» WORK TO COMPLETE:
Take everything from the line containing "Exercise. Point out the rusted" down to the line containing "point(130, 104)" and write it out again with "panel" switched to "sheet", leaving all else unchanged.
== MATERIAL PROVIDED
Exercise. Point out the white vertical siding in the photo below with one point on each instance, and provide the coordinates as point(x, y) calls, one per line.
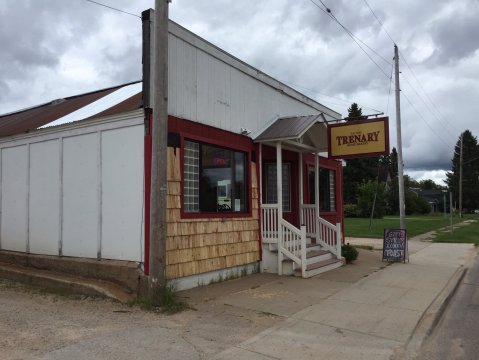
point(14, 232)
point(75, 192)
point(122, 193)
point(213, 88)
point(44, 197)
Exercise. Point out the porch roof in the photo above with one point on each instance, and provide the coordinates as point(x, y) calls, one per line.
point(307, 132)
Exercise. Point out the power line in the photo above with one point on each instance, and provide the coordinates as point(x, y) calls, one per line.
point(427, 105)
point(424, 119)
point(112, 8)
point(328, 12)
point(441, 116)
point(346, 101)
point(403, 58)
point(380, 22)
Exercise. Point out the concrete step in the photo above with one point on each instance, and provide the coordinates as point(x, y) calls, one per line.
point(55, 281)
point(126, 274)
point(316, 256)
point(319, 267)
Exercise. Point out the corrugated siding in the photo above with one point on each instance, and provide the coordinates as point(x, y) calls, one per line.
point(75, 192)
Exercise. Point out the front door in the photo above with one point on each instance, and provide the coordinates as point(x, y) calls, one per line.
point(290, 187)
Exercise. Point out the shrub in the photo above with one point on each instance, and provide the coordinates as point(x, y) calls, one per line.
point(349, 252)
point(350, 210)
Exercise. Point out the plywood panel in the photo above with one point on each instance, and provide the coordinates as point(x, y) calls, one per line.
point(44, 197)
point(122, 193)
point(14, 217)
point(80, 195)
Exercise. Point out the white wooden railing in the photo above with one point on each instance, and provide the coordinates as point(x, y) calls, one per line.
point(308, 212)
point(326, 234)
point(329, 236)
point(269, 223)
point(292, 244)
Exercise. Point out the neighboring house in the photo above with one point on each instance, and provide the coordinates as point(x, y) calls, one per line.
point(248, 173)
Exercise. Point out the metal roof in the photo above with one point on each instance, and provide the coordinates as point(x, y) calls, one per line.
point(30, 119)
point(289, 128)
point(310, 130)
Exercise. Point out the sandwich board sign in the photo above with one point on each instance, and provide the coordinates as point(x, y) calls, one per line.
point(395, 245)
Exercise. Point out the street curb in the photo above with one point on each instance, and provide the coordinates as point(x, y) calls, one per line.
point(430, 318)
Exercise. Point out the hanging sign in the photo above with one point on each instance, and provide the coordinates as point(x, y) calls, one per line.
point(363, 138)
point(395, 245)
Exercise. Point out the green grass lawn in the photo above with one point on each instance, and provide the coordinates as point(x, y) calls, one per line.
point(461, 234)
point(415, 224)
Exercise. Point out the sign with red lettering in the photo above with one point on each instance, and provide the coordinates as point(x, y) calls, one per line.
point(362, 138)
point(395, 245)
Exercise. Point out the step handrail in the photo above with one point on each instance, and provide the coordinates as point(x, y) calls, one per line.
point(292, 244)
point(329, 236)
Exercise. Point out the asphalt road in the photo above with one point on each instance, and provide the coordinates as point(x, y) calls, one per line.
point(456, 335)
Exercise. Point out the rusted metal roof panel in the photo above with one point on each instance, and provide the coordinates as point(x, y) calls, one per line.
point(289, 128)
point(30, 119)
point(130, 104)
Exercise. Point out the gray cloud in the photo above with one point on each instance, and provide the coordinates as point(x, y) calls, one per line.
point(69, 47)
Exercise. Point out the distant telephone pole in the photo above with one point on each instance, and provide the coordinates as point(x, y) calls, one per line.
point(159, 132)
point(460, 178)
point(402, 206)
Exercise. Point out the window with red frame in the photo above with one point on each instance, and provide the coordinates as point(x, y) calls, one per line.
point(327, 188)
point(214, 179)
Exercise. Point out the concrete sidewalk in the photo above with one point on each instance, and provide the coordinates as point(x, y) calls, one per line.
point(384, 315)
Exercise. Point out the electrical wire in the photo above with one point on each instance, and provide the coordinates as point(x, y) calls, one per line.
point(328, 12)
point(403, 59)
point(424, 119)
point(345, 101)
point(112, 8)
point(426, 104)
point(379, 21)
point(441, 116)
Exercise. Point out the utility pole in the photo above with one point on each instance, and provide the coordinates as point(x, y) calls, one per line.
point(157, 276)
point(450, 211)
point(460, 179)
point(402, 207)
point(444, 192)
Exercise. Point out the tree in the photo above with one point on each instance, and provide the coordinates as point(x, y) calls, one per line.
point(357, 170)
point(367, 191)
point(470, 171)
point(429, 184)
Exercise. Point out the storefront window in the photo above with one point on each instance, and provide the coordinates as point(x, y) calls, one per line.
point(272, 185)
point(327, 189)
point(214, 179)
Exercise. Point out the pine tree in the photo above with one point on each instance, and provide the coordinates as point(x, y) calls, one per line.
point(470, 172)
point(360, 169)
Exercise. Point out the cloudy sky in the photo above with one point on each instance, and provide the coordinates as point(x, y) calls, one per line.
point(56, 48)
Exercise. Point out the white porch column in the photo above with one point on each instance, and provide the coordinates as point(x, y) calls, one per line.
point(279, 185)
point(316, 193)
point(301, 190)
point(260, 185)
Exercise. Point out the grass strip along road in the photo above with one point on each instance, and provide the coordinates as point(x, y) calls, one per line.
point(467, 232)
point(416, 224)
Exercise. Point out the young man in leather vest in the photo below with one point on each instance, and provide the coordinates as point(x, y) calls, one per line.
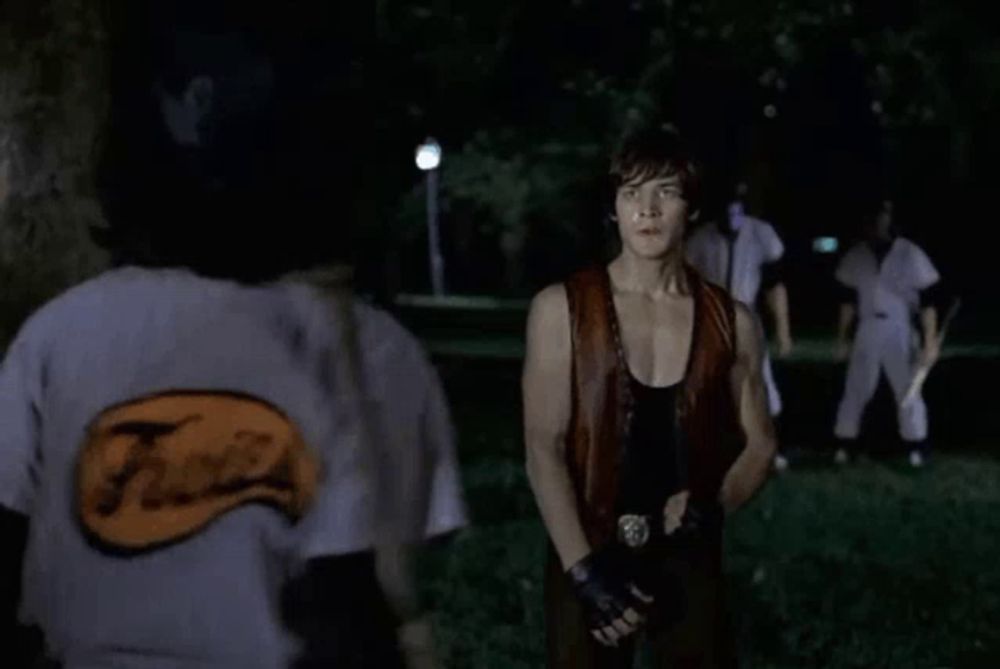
point(646, 423)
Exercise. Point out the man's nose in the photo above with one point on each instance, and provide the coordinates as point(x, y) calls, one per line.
point(648, 206)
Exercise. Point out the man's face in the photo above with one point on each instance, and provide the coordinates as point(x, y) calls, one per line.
point(651, 216)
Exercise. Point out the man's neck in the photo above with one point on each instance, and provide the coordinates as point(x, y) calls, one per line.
point(650, 277)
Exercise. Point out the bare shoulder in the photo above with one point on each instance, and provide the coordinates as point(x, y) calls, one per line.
point(549, 306)
point(548, 332)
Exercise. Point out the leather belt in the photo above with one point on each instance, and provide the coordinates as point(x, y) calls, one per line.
point(635, 530)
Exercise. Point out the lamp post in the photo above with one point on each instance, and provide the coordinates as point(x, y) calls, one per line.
point(428, 158)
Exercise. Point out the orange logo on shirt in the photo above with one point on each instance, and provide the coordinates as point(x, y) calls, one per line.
point(159, 469)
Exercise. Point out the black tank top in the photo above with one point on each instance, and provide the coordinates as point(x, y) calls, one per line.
point(649, 473)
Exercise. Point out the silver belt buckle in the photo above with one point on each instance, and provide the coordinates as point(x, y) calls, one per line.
point(633, 530)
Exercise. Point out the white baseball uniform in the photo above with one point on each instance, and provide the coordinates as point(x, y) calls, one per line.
point(734, 262)
point(888, 299)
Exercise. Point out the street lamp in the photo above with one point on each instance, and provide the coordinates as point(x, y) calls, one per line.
point(428, 158)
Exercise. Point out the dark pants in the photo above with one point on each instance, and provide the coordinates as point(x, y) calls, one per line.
point(687, 627)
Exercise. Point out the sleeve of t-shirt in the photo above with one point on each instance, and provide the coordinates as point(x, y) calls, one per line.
point(771, 244)
point(19, 401)
point(847, 270)
point(921, 271)
point(446, 508)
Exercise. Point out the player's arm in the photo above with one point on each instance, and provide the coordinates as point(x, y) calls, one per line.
point(845, 319)
point(545, 386)
point(751, 467)
point(609, 599)
point(777, 304)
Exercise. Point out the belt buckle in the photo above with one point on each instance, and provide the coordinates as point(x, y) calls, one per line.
point(633, 530)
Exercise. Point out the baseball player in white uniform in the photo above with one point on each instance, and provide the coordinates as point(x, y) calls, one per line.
point(743, 254)
point(890, 276)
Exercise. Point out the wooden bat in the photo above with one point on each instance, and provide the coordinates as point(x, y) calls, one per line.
point(920, 375)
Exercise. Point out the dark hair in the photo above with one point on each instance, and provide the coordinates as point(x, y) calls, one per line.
point(654, 152)
point(255, 197)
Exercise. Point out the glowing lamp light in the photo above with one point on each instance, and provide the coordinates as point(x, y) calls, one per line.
point(826, 245)
point(428, 155)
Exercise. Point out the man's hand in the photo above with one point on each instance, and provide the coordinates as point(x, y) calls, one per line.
point(611, 601)
point(682, 518)
point(930, 352)
point(785, 346)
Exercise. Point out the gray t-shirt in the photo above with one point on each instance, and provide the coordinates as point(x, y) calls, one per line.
point(210, 598)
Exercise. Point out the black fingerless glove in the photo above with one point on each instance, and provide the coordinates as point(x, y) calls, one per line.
point(602, 586)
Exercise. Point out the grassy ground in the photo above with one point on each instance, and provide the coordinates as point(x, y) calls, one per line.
point(874, 565)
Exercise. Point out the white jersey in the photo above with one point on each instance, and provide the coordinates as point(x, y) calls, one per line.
point(890, 290)
point(734, 261)
point(168, 376)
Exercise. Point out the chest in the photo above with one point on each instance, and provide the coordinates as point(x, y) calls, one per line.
point(656, 336)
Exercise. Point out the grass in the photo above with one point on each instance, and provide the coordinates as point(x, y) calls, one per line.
point(874, 565)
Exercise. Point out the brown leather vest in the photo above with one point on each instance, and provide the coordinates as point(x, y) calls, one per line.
point(708, 429)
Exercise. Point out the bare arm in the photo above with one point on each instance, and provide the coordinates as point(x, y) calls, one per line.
point(777, 303)
point(545, 386)
point(750, 470)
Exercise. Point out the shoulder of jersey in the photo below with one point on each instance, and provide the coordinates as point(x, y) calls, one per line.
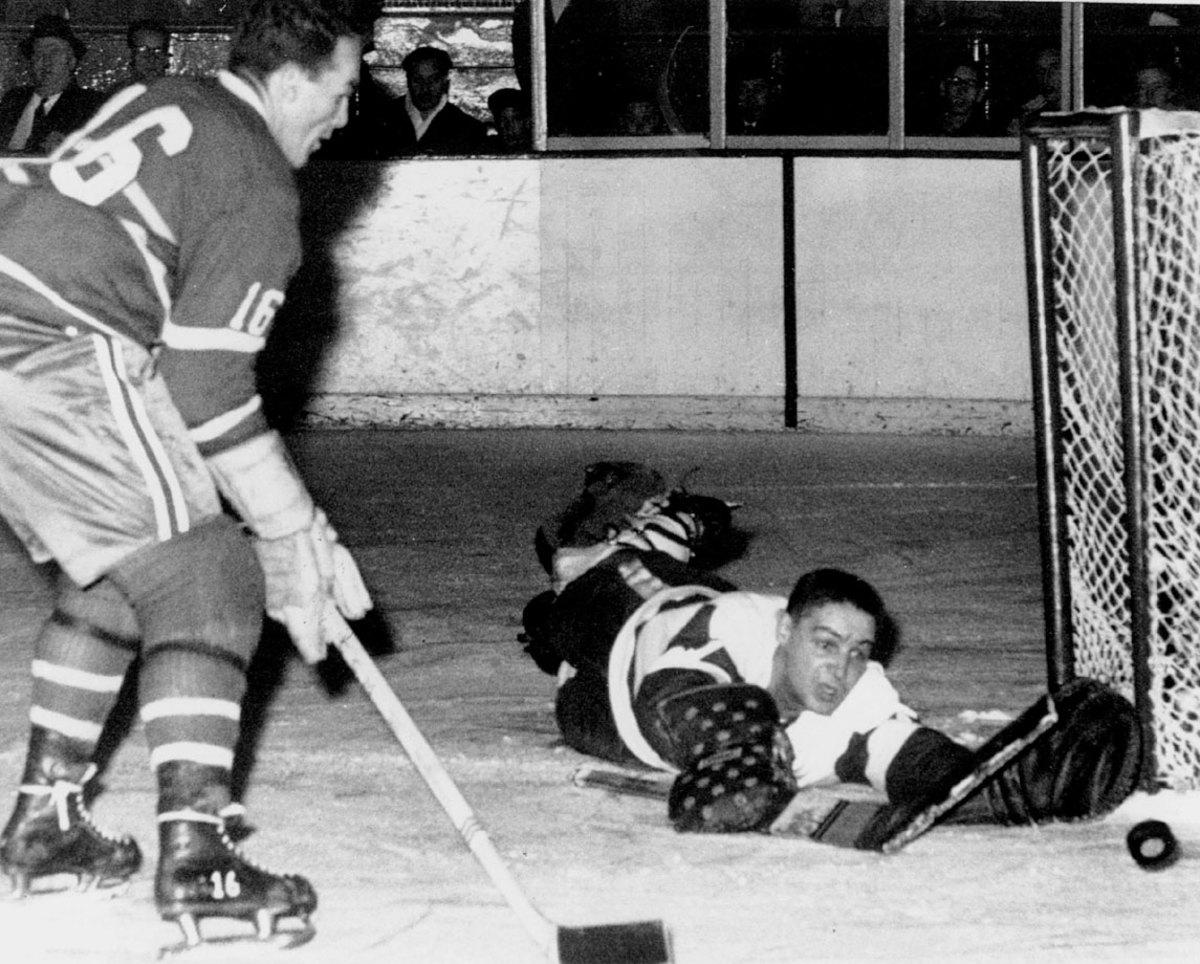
point(741, 604)
point(221, 121)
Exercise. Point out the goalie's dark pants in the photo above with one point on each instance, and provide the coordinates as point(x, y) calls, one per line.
point(583, 621)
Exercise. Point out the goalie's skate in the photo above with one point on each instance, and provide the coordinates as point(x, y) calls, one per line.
point(51, 833)
point(203, 875)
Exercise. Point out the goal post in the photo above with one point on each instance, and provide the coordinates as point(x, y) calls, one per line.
point(1113, 243)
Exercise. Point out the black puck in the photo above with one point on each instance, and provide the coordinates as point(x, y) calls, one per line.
point(1152, 845)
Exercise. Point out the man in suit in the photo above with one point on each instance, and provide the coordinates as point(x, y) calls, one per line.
point(429, 123)
point(36, 118)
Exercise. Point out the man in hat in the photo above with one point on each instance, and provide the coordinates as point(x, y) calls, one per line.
point(429, 123)
point(36, 118)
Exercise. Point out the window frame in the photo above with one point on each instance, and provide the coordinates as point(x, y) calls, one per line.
point(717, 139)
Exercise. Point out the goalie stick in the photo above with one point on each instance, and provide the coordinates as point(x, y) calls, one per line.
point(850, 815)
point(635, 942)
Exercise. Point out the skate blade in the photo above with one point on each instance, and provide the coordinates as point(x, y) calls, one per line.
point(67, 887)
point(231, 948)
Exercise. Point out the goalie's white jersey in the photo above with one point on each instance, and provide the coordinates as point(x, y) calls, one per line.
point(732, 638)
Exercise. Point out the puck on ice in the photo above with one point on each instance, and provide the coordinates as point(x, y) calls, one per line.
point(1152, 845)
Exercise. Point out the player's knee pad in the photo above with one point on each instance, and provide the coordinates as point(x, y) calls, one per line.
point(97, 618)
point(202, 590)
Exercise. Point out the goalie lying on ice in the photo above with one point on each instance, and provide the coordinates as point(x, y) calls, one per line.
point(749, 698)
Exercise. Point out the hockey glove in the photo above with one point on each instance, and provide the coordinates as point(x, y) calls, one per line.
point(304, 566)
point(737, 767)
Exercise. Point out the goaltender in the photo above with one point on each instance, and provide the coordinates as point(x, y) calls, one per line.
point(749, 698)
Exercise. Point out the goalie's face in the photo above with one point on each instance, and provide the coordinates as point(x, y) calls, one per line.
point(821, 656)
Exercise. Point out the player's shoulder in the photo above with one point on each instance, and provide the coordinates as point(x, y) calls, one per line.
point(221, 113)
point(741, 608)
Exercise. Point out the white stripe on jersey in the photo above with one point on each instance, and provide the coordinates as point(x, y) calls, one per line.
point(13, 172)
point(77, 729)
point(623, 659)
point(227, 421)
point(142, 441)
point(193, 753)
point(210, 340)
point(191, 706)
point(107, 109)
point(155, 268)
point(69, 676)
point(30, 280)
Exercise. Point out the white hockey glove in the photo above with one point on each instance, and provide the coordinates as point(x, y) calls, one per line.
point(304, 566)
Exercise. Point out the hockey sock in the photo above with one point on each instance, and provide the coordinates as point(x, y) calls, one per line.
point(79, 662)
point(199, 600)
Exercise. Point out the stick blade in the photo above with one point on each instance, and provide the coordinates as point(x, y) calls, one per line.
point(639, 942)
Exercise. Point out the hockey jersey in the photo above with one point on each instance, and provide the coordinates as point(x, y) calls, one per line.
point(732, 638)
point(169, 219)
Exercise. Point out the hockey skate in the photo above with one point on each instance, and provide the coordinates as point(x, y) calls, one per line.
point(51, 833)
point(203, 875)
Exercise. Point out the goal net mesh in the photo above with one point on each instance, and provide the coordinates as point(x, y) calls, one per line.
point(1164, 373)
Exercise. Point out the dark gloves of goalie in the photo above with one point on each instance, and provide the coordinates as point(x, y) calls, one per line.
point(733, 755)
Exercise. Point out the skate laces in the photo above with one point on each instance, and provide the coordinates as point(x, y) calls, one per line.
point(60, 792)
point(219, 821)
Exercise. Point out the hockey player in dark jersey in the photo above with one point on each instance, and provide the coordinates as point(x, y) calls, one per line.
point(749, 698)
point(141, 268)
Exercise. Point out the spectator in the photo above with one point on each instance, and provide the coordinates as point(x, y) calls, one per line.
point(36, 118)
point(1156, 84)
point(149, 43)
point(1048, 88)
point(514, 126)
point(755, 108)
point(371, 131)
point(639, 115)
point(960, 109)
point(429, 123)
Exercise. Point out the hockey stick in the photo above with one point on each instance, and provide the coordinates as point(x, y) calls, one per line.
point(635, 942)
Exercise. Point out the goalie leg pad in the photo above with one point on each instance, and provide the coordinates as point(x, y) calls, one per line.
point(1083, 767)
point(702, 720)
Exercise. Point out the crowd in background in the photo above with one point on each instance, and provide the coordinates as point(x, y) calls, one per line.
point(621, 69)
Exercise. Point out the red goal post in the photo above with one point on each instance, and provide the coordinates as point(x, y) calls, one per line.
point(1113, 243)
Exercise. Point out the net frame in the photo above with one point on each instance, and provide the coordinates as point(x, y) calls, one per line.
point(1113, 244)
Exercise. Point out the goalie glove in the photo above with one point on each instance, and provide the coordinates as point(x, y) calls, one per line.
point(304, 566)
point(737, 768)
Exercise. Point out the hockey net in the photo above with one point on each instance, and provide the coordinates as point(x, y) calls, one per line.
point(1116, 231)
====
» ANSWER TO THE TASK:
Exercise. Point out the rusted metal roof sheet in the photo above with one point on each instance, and provide the coordinates as point(x, y) calls, one per line.
point(289, 128)
point(30, 119)
point(130, 104)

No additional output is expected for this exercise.